CONSIGNE ÉCRITE 1 :: Repérez dans les enregistrements chaque ligne qui contient le mot « bird » et recopiez-la.

EXTRAIT CHOISI ::
◆ ◆ ◆ ◆ ◆ ◆ ◆
C'est pour ce tiers de la clientèle - c'est-à-dire les personnes qui utilisent des cartes de crédit pour emprunter - que nous avons créé les cartes à faible taux d'intérêt. À la Banque de Montréal, ces clients peuvent obtenir la carte à 9,4 p. 100 d'intérêt. Nous leur avons envoyé des millions de documents d'information dans leur relevé, par le courrier et par d'autres moyens pour les en aviser. Ils peuvent passer de notre carte ordinaire, dont le taux d'intérêt est de 18,4 aujourd'hui, à celle de 9,4 p. 100 tout simplement en appelant notre centre d'appel - et ils le font tous les jours. Par conséquent, ce sont effectivement aux personnes que vous avez qualifiées de piégées - personnellement, je n'utiliserais pas ce qualificatif pour désigner le groupe en question - que nous avons offert des cartes à faible taux d'intérêt. Cette initiative a entraîné un changement énorme dans ce marché au cours des dernières années.

Il y a cinq ans, les banques comparaissaient devant le comité au sujet des cartes de crédit. À l'époque, nous étions la seule banque qui offrait une carte à faible taux d'intérêt. Actuellement, la plupart des banques ici présentes en offrent, et notre secteur s'engage dans cette voie précisément pour répondre aux besoins des personnes piégées que vous défendez à juste titre aujourd'hui.

M. Protti: Monsieur le président, je pense que M. Livingston veut faire une observation.

M. David Livingston (premier vice-président, Services de cartes et en direct, Banque Toronto-Dominion): Je pense qu'il est très important pour nous tous de déterminer les avantages pour le consommateur. À notre avis, nous représentons également ce dernier. La concurrence est très forte dans notre secteur, et nous nous battons férocement pour attirer les clients.
◆ ◆ ◆ ◆ ◆ ◆ ◆
CONSIGNE ÉCRITE 2 :: Relevez toutes les personnes que l'extrait nomme ou interpelle par leur titre.
◆ ◆ ◆ ◆ ◆ ◆ ◆
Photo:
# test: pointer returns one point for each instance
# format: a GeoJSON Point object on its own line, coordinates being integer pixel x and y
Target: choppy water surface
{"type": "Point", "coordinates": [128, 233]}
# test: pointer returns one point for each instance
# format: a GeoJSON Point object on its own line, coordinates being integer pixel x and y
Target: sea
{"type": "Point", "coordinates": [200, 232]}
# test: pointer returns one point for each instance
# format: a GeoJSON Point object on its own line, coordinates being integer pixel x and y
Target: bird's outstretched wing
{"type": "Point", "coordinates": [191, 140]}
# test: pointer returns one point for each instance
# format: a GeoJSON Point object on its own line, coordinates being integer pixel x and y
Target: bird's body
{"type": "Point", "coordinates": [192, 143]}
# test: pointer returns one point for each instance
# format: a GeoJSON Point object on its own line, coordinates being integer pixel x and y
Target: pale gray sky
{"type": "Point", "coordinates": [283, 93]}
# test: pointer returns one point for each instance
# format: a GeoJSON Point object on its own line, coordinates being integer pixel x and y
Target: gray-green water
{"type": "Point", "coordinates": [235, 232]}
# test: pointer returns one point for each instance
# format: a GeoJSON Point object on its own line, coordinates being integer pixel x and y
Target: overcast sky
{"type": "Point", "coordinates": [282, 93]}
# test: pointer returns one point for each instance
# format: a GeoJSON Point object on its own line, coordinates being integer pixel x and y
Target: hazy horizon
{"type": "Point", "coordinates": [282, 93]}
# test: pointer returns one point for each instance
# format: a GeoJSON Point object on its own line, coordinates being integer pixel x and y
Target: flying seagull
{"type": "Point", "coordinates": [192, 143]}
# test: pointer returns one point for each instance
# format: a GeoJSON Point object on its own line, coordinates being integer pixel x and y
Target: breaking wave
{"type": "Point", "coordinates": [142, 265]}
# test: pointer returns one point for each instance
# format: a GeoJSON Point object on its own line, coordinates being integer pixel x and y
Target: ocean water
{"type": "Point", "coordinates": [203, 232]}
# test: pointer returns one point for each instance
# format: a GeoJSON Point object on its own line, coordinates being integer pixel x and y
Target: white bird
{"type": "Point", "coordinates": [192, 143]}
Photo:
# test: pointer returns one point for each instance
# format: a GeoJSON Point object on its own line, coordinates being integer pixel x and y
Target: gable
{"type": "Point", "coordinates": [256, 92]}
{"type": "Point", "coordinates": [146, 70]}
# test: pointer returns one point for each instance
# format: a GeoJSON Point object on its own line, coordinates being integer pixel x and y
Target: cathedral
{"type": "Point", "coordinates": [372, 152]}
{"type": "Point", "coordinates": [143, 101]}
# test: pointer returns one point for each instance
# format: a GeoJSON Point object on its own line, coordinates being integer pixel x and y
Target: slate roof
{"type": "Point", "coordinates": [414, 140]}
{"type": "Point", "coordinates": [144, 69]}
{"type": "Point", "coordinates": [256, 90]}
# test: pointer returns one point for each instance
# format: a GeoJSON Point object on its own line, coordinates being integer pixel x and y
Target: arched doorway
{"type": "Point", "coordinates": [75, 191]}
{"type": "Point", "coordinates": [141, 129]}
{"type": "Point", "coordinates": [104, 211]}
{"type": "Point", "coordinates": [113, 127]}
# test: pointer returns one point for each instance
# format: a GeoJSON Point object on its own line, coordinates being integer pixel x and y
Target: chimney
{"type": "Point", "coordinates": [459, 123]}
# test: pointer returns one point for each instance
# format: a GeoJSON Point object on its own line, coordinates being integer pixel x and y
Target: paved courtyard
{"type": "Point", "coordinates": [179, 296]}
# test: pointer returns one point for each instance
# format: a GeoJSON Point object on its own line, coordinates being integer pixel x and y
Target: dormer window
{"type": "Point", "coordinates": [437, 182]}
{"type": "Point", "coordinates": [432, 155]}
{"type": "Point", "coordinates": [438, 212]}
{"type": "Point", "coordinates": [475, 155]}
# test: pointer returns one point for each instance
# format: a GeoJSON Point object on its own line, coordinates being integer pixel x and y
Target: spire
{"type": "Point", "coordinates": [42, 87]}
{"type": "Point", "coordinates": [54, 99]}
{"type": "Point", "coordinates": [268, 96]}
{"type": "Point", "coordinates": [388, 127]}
◆ ◆ ◆ ◆ ◆ ◆ ◆
RÉPONSE COMPLÈTE 1 ::
Target: bird's outstretched wing
Target: bird's body
Target: white bird

RÉPONSE COMPLÈTE 2 ::
- M. Protti
- le président (« Monsieur le président »)
- M. David Livingston, premier vice-président, Services de cartes et en direct, Banque Toronto-Dominion